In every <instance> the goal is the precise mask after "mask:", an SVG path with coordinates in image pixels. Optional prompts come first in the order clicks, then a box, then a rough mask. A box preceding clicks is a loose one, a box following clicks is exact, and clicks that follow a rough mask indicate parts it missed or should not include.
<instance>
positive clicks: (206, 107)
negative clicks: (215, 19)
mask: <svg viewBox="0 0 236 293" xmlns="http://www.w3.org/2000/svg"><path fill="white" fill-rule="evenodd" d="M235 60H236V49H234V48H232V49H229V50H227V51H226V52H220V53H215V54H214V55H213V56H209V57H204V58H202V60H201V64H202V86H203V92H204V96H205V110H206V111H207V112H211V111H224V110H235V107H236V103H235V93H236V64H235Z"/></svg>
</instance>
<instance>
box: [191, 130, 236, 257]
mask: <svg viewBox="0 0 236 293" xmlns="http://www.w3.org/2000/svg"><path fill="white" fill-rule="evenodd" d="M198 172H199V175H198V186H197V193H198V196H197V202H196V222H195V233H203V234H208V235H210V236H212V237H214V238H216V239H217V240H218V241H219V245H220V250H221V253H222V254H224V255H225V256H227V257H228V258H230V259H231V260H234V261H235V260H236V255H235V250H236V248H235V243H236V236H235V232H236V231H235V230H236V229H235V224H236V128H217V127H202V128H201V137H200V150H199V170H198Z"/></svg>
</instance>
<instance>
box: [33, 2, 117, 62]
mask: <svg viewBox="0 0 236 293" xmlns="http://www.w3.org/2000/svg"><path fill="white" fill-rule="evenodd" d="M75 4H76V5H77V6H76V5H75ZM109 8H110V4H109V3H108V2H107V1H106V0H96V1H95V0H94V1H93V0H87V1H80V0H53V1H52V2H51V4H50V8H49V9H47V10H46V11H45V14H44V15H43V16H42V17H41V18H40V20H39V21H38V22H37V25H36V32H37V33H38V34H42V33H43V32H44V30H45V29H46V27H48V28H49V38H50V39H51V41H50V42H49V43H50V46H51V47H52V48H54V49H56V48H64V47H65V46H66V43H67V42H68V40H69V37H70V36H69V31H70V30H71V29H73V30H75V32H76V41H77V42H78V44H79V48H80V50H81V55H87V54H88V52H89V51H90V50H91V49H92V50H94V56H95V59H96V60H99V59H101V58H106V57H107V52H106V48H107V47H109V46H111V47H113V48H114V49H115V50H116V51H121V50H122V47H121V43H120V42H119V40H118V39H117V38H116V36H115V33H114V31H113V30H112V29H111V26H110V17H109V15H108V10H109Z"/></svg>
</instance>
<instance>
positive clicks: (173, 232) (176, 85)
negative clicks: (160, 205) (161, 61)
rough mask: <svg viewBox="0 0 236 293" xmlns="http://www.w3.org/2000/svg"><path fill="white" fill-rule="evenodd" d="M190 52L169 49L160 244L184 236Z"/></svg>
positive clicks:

◆ **Directions**
Make a word-for-word transcription of the listing above.

◆ **Reply to the task**
In every <instance> the goal is the precise mask after "mask:", an SVG path with coordinates in image pixels. Optional prompts come first in the order clicks, then a box, then a rough mask. A box preceding clicks is a loose one, a box following clicks is exact, and clicks that follow a rough mask indicate parts it missed or should not include.
<instance>
positive clicks: (206, 107)
negative clicks: (215, 19)
mask: <svg viewBox="0 0 236 293" xmlns="http://www.w3.org/2000/svg"><path fill="white" fill-rule="evenodd" d="M235 60H236V49H234V48H232V49H229V50H227V51H226V52H220V53H215V54H214V55H213V56H209V57H204V58H202V60H201V64H202V86H203V92H204V96H205V110H206V111H207V112H211V111H224V110H235V107H236V103H235V93H236V64H235Z"/></svg>
</instance>
<instance>
box: [191, 130, 236, 257]
mask: <svg viewBox="0 0 236 293" xmlns="http://www.w3.org/2000/svg"><path fill="white" fill-rule="evenodd" d="M198 172H199V175H198V186H197V193H198V196H197V202H196V222H195V233H203V234H208V235H210V236H212V237H214V238H216V239H217V240H218V241H219V245H220V250H221V253H222V254H224V255H225V256H227V257H228V258H230V259H231V260H234V261H235V260H236V255H235V250H236V248H235V243H236V236H235V232H236V231H235V230H236V229H235V224H236V128H217V127H202V128H201V137H200V150H199V170H198Z"/></svg>
</instance>
<instance>
box: [33, 2, 117, 62]
mask: <svg viewBox="0 0 236 293" xmlns="http://www.w3.org/2000/svg"><path fill="white" fill-rule="evenodd" d="M75 4H76V5H77V6H76V5H75ZM109 8H110V4H109V3H108V2H107V1H106V0H96V1H95V0H94V1H93V0H87V1H80V0H53V1H52V2H51V4H50V8H49V9H47V10H46V11H45V14H44V15H43V16H42V17H41V18H40V20H39V21H38V22H37V25H36V32H37V33H38V34H42V33H43V32H44V30H45V29H46V27H48V28H49V38H50V39H51V41H50V42H49V43H50V46H51V47H52V48H54V49H56V48H64V47H65V46H66V43H67V42H68V40H69V37H70V36H69V31H70V30H71V29H73V30H75V32H76V41H77V42H78V44H79V48H80V50H81V55H87V54H88V52H89V51H90V50H91V49H92V50H94V56H95V59H96V60H99V59H101V58H106V57H107V52H106V48H107V47H109V46H111V47H113V48H114V49H115V50H116V51H121V50H122V47H121V43H120V42H119V40H118V39H117V38H116V36H115V33H114V31H113V30H112V29H111V26H110V17H109V15H108V10H109Z"/></svg>
</instance>
<instance>
positive clicks: (173, 232) (176, 85)
negative clicks: (160, 205) (161, 61)
rough mask: <svg viewBox="0 0 236 293" xmlns="http://www.w3.org/2000/svg"><path fill="white" fill-rule="evenodd" d="M190 52L169 49L160 244L184 236Z"/></svg>
positive clicks:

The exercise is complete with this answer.